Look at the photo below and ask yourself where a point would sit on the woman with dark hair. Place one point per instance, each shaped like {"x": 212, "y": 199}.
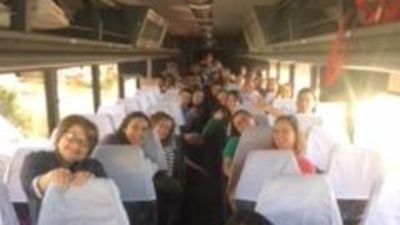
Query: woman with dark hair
{"x": 286, "y": 135}
{"x": 68, "y": 165}
{"x": 240, "y": 121}
{"x": 133, "y": 129}
{"x": 233, "y": 101}
{"x": 163, "y": 126}
{"x": 168, "y": 185}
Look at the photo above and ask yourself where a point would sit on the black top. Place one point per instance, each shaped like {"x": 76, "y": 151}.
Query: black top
{"x": 39, "y": 163}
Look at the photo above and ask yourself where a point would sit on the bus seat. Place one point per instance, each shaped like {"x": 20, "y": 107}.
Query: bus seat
{"x": 300, "y": 200}
{"x": 384, "y": 208}
{"x": 103, "y": 123}
{"x": 320, "y": 148}
{"x": 13, "y": 181}
{"x": 133, "y": 175}
{"x": 143, "y": 101}
{"x": 261, "y": 168}
{"x": 287, "y": 106}
{"x": 4, "y": 162}
{"x": 116, "y": 112}
{"x": 258, "y": 137}
{"x": 354, "y": 174}
{"x": 172, "y": 109}
{"x": 308, "y": 122}
{"x": 96, "y": 202}
{"x": 7, "y": 213}
{"x": 130, "y": 104}
{"x": 337, "y": 126}
{"x": 153, "y": 150}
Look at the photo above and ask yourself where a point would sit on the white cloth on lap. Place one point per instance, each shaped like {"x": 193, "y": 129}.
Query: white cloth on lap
{"x": 354, "y": 173}
{"x": 7, "y": 213}
{"x": 385, "y": 206}
{"x": 95, "y": 203}
{"x": 131, "y": 171}
{"x": 299, "y": 200}
{"x": 261, "y": 168}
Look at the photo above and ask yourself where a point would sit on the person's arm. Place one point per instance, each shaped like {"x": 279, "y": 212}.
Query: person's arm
{"x": 33, "y": 168}
{"x": 271, "y": 110}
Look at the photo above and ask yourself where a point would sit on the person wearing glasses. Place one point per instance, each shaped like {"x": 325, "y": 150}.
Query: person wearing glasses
{"x": 68, "y": 165}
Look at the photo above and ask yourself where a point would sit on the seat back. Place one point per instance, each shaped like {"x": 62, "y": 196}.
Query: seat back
{"x": 258, "y": 137}
{"x": 320, "y": 148}
{"x": 300, "y": 200}
{"x": 153, "y": 150}
{"x": 355, "y": 172}
{"x": 287, "y": 106}
{"x": 261, "y": 168}
{"x": 130, "y": 104}
{"x": 96, "y": 202}
{"x": 384, "y": 208}
{"x": 308, "y": 122}
{"x": 131, "y": 171}
{"x": 103, "y": 123}
{"x": 116, "y": 112}
{"x": 7, "y": 213}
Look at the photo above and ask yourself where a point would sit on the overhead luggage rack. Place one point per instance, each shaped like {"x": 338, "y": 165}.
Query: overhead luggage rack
{"x": 375, "y": 48}
{"x": 24, "y": 51}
---
WHAT YOU HAVE TO DO:
Output exactly the lines from the one containing "on the overhead" through the last line of the records, both included. Output nothing else.

RESPONSE AREA:
Look at the photo above and ask yourself where a point would sit on the overhead luggage rack. Place one point per instance, each shaped like {"x": 338, "y": 165}.
Query: overhead luggage rack
{"x": 375, "y": 48}
{"x": 24, "y": 51}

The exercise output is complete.